DIRECTIONS >>
[1] From the listing below, select and copy every line that contains the string "balcony", treating uppercase and lowercase as different.
[2] Extend the piece on the 2012 Tour below by writing on from its final sentence.

PASSAGE TO READ >>

— START —

They say that perception is 90 percent of reality, but I’d like to put this 2012 Tour into perspective—both historically and factually. For instance, was it really as dull as some of the more-predictable Tours in the five-Tour-winning reigns of Induráin, Hinault, Merckx or Anquetil? And, in the first place, how do you define boring?

I wasn’t bored by any of the 21 stages this year even though, at times, Team Sky’s tempo-setting pace more resembled the speed of a collective training ride than an elite-level race. What critics have to remember is that the Tour lasts 23 days, from the opening prologue to the finale in Paris, and the long-term GC battle is very different from the daily competition to win stages. You have to bear that in mind, and not expect the stage-win and GC battles to coincide. 

When those two elements do coincide—as they did on the summit finishes at La Planche-aux-Belles Filles and La Toussuire—then, for sure, the excitement level ratchets up a few notches. But 200-kilometer-plus road races are inherently boring, and new cycling fans tend to forget that. Even Peter Sagan, perhaps the most exciting addition to the pro peloton in the past couple of years, said during the Tour that what he likes least is the long periods of tempo riding. If he had his way (as would the critics), Sagan would like to be racing the finales all the time—and preparing another version of his victory salute!

You also have to remember that the winner of the Tour not only has to be strong but also can’t have a bad day. Consistency is king, and therefore a favorite such as Brad Wiggins will ride as conservatively as possible to retain his mental and physical focus for those moments in the mountains (and for all the time trials!) when the Tour can be won and lost. Because of that aspect in the sport, newcomers can think: “Boring!” And yet in what other sport do athletes compete on a daily basis for five or six hours per day? None.

The average speed of this year’s Tour was 39.883 kph (that’s almost 25 mph), which made it faster than the Tours of the past two years, and faster than eight of the 10 Tours held when there was no drugs test for EPO (1991 to 2000). To average that speed (including long mountain stages when speeds average closer to 30 kph than 40 kph), you can only imagine what it’s like to hold a wheel in a peloton often moving at between 50 and 60 kph. That’s no sinecure, and only the fittest, most talented athletes are capable of doing this day after day.

What’s also hard to grasp unless you’ve actually raced and/or followed cycling for many years is the sport’s tactical aspect. On Team Sky, for example, strategies are discussed every morning in the team bus, with head sports director Sean Yates relaying the details to the riders. Sometimes, plans are revised, as last Friday when Mark Cavendish asked if he could be helped to win the stage rather than the team just holding breaks in check on the day before the final time trial—his request was granted and he won the stage!

Out on the road, Yates is in constant contact with his riders via their radio earpieces, and he said after this Tour that on-the-spot decisions weren’t made until he’d discussed them with the tactically astute and highly experienced Bernhard Eisel, the Austrian who came with Cavendish from HTC-Highroad this year and was ostensibly on Sky’s Tour team just to ride for the world champion.

— END —

STORED ROWS >>
— START —

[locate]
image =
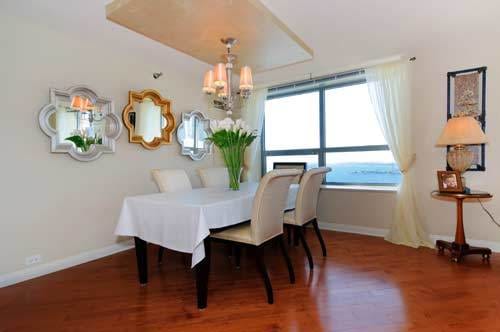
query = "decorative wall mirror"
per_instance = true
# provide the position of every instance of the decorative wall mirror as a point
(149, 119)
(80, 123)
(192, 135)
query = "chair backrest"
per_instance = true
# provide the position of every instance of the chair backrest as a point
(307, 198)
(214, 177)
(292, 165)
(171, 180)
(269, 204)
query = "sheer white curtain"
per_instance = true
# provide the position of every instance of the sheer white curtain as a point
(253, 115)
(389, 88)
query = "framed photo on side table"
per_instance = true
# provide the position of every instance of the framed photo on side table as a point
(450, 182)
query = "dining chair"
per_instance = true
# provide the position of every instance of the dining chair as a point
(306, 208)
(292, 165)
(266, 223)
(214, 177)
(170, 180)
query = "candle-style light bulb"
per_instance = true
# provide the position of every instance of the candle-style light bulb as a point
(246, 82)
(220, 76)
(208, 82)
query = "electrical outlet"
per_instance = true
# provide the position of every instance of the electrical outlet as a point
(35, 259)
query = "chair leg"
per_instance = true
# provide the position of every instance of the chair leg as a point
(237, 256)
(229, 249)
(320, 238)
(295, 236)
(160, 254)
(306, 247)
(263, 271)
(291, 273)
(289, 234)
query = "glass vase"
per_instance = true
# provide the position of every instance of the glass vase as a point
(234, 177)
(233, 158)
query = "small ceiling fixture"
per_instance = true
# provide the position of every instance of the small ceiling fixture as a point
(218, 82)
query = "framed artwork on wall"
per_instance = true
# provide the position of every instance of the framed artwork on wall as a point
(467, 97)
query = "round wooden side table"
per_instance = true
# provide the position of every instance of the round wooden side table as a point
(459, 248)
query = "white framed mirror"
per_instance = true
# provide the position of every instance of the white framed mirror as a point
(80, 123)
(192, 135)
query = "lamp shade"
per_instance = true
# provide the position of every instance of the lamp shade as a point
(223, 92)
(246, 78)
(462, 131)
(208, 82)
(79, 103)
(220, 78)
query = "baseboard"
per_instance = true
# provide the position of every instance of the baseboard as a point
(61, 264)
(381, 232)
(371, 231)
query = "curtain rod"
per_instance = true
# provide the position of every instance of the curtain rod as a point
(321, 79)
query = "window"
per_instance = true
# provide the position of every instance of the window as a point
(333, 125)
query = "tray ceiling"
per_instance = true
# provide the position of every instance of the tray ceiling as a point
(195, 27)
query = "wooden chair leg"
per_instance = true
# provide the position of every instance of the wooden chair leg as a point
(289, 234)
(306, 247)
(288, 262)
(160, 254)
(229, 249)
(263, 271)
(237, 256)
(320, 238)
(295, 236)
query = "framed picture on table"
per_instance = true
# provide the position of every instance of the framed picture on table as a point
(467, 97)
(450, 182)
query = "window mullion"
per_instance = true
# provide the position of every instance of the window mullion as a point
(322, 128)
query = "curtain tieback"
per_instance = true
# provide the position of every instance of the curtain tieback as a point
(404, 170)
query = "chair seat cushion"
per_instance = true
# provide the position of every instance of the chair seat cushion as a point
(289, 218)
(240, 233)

— END —
— START —

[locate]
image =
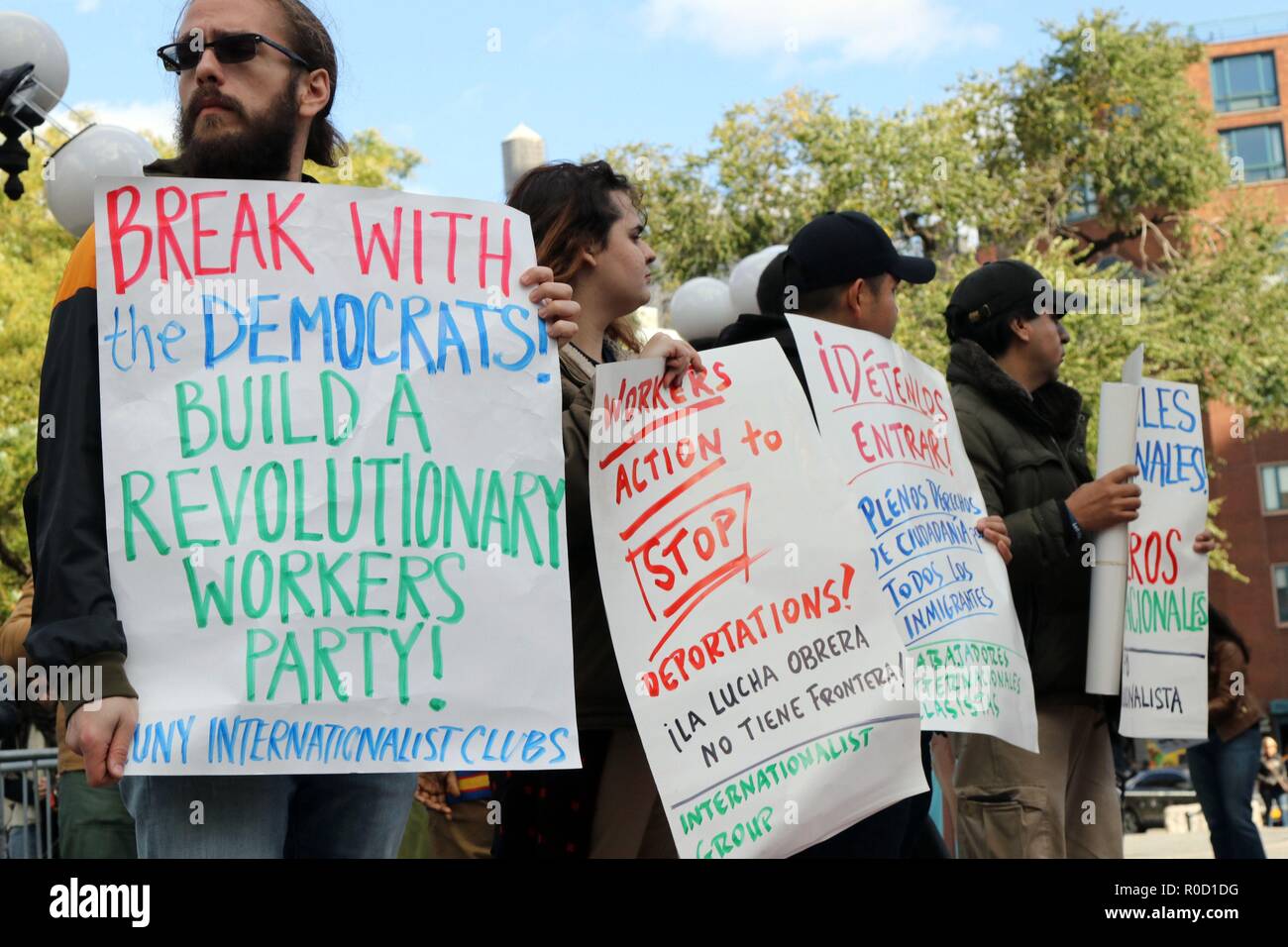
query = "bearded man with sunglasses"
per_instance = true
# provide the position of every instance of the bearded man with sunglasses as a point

— END —
— START —

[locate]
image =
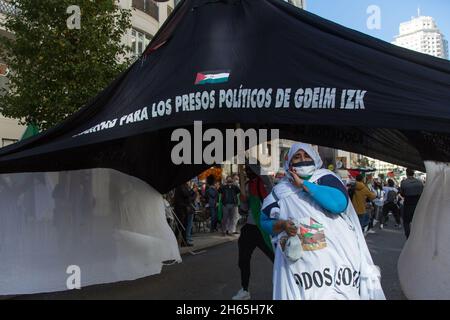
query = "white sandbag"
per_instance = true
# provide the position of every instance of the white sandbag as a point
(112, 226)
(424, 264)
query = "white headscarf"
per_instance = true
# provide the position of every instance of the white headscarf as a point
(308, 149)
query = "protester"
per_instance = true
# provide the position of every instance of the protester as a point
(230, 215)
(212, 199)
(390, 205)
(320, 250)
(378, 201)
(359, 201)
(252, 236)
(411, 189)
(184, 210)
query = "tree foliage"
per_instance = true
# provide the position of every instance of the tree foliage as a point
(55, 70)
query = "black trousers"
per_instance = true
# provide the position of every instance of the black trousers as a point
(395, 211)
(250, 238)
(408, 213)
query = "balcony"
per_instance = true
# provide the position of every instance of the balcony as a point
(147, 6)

— END —

ANSWERS GIVEN >>
[1]
query = "balcony"
# provide the position of every instance of the balcony as a point

[2]
Every team has different plans every day, and the intersection of all these varied tactics gives cycling a degree of sophistication that doesn’t exist in any other sport. For instance, people were asking me after the stage to Peyragudes on Thursday, “Why did Liquigas do all that riding up the last two climbs? That was a waste of time, right?” It was clear that the Italian team wanted to set up its leader Vincenzo Nibali for an attempted stage win on the mountaintop finish. And it was great seeing its young German Dominik Nerz and Italian veteran Ivan Basso riding as hard as they could to make a Nibali attack possible. But they couldn’t have foreseen that the aching calf muscle that Nibali noticed early in the stage would prevent him making the 100-percent effort he needed.

The high level of the pace set by Nerz and Basso was confirmed when Wiggins had trouble following his teammate Chris Froome on the final steep pitches—even though the yellow jersey (partly) explained his lack of focus on the emotional realization that Nibali’s bad patch meant that the Tour was in the bag. The openness and honesty of Wiggins went a long way to this Tour not being boring, He was accomplishing something that no British cyclist had come remotely close to achieving in any previous Tour de France.

In explaining his exhilarating finish to his time trial at Chartres on Saturday, Wiggins said: “A lot of things came out when I crossed the line after 10 fantastic final kilometers. Every stroke of the pedals was for all the things I’d done to get there. And that punch in the air when I crossed the line summarized everything, but in a positive way, I wasn’t thinking of anyone in particular.”

Maybe “just” winning the two long time trials and “barely” following Froome on the three summit finishes were not exciting performances in their own right. But they were massive athletic accomplishments. They were just the type of results that earned Anquetil, Hinault and Induráin their multiple Tour victories (Merckx was the exception, of course!), and even they were criticized for their lack of panache. 

In fact, when Hinault was criticized at the 1979 Tour for relying on the time trials to win the race, he was so incensed that he won the last two road stages, first in a bunch sprint over Belgians Marc Demeyer and Guido Van Calster at Nogent-sur-Marne, and then in a two-man break, two minutes ahead of the field, on the Champs-Élysées!

Wiggins didn’t need to do that, but he did make possible the Friday and Sunday stage wins by Cavendish with his strong surges into the final kilometer each time. And at the end of the day, the British one-two triumph with Wiggins and Froome will be remembered as one of the greatest feats in Tour history. It certainly wasn’t boring!